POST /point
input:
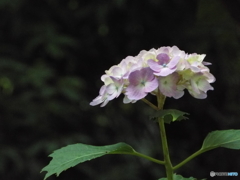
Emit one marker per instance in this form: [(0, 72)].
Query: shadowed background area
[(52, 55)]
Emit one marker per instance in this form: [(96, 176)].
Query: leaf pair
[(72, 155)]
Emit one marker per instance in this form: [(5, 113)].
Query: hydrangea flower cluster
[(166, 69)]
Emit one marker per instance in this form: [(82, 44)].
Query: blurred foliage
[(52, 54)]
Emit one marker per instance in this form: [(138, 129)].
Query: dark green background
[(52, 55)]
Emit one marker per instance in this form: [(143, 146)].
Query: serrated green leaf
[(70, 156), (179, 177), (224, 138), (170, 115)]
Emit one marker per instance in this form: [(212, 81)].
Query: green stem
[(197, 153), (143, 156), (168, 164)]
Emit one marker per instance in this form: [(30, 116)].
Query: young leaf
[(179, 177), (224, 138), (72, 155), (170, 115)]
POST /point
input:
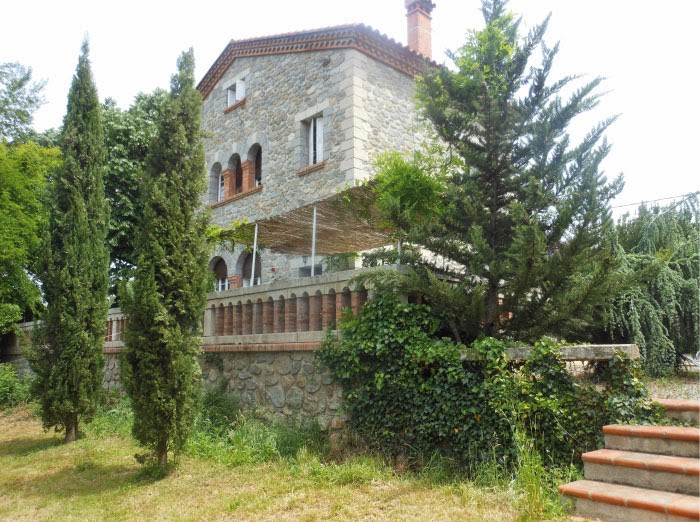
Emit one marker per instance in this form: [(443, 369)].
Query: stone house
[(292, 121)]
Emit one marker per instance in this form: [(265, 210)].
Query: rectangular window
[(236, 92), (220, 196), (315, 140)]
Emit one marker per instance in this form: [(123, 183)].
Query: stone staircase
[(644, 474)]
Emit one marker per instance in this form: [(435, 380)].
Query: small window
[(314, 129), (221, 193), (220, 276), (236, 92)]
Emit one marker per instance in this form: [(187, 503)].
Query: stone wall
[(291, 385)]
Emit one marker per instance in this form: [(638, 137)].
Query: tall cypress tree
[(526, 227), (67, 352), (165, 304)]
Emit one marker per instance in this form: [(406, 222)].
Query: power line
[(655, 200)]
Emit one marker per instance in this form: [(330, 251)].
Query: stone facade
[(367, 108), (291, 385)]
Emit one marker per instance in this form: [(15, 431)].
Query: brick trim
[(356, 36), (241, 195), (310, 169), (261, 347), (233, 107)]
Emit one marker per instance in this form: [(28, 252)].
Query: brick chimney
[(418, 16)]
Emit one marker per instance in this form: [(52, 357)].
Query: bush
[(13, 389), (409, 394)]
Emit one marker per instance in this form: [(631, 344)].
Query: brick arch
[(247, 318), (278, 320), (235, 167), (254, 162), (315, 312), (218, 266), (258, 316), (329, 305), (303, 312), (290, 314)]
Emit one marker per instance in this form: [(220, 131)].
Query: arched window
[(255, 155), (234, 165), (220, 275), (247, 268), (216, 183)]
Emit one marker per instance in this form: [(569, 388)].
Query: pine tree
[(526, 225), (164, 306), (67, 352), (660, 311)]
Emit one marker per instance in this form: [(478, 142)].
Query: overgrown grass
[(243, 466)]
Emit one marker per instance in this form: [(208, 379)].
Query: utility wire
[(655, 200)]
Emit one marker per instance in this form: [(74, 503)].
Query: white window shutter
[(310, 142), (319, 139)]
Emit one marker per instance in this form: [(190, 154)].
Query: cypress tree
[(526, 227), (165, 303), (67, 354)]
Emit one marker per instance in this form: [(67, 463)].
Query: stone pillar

------------------------------

▶ [Work to be completed]
Rewrite every line of the listing with each "stone" switched to "granite", changing nothing else. Leave the pictures out.

▶ [Completed task]
POST /point
input:
Emit one marker per instance in this form: [(0, 72)].
Query: shadowed background area
[(52, 55)]
Emit one marker per instance in this form: [(96, 176)].
Query: leaf pair
[(72, 155)]
Emit one marker per instance in this form: [(5, 113)].
Query: hydrangea flower cluster
[(166, 69)]
Emit one marker per instance in this form: [(82, 44)].
Query: blurred foliage
[(52, 54)]
Emit one marker per instance in this form: [(138, 129)].
Query: dark green background
[(52, 55)]
Emit one marker per instance in this form: [(143, 146)].
Query: serrated green leaf
[(70, 156), (179, 177), (224, 138), (170, 115)]
Emit one marker per instance in this form: [(212, 81)].
Query: green stem
[(197, 153), (143, 156), (168, 164)]
Emit one marker per instance in this form: [(30, 116)].
Query: young leaf
[(179, 177), (224, 138), (72, 155), (170, 115)]
POST /point
input:
Emit one marker per instance in this form: [(443, 369)].
Query: granite house
[(292, 121)]
Emit one marker per instance in this form: [(265, 210)].
Query: rectangular window
[(236, 92), (220, 196), (315, 140)]
Emit one marker per instance in this form: [(123, 183)].
Query: granite staircase
[(644, 474)]
Emit one marker per instance in this form: [(435, 380)].
Query: small window
[(314, 129), (221, 193), (220, 276), (236, 92)]
Emit one marker per instance in this form: [(187, 503)].
Query: granite wall
[(291, 385)]
Emit one marker per instance in this form: [(638, 137)].
Query: tall cypress tree
[(526, 227), (67, 352), (165, 304)]
Emit one marker per instance in this form: [(406, 222)].
Query: power line
[(655, 200)]
Emit one marker per instance in this form: [(330, 251)].
Query: granite facade
[(367, 108), (291, 385)]
Emit one marker per instance in this form: [(15, 431)].
Query: brick trim
[(356, 36), (241, 195), (310, 169), (261, 347), (233, 107)]
Emit one marker per instance in this form: [(28, 252)].
Query: brick chimney
[(418, 16)]
Emit one marker per instance in this form: [(52, 357)].
Query: bush
[(13, 389), (409, 394)]
Emit one marker per instance in this form: [(631, 344)].
Query: brick arch
[(247, 318), (278, 320), (235, 167), (254, 162), (315, 312), (218, 266), (258, 316), (329, 305), (303, 312), (290, 314)]
Emit one marker per instance in this form: [(220, 131)].
Query: arched window
[(255, 155), (234, 165), (220, 275), (247, 268), (216, 183)]
Emit one marker per instance in this form: [(569, 388)].
Query: pine tree
[(526, 225), (164, 306), (67, 352), (660, 311)]
Emit one marker per instance in this form: [(478, 142)].
Query: overgrown grass
[(243, 466)]
Emit one marker per instance in this form: [(208, 379)].
Query: utility wire
[(655, 200)]
Emit one marker per instance in this form: [(74, 503)].
Query: white window shutter
[(310, 142), (319, 139)]
Emit one marker per instance in this form: [(190, 154)].
Query: cypress tree
[(526, 227), (165, 303), (67, 354)]
Emit one marker per instance in this form: [(67, 463)].
Query: granite pillar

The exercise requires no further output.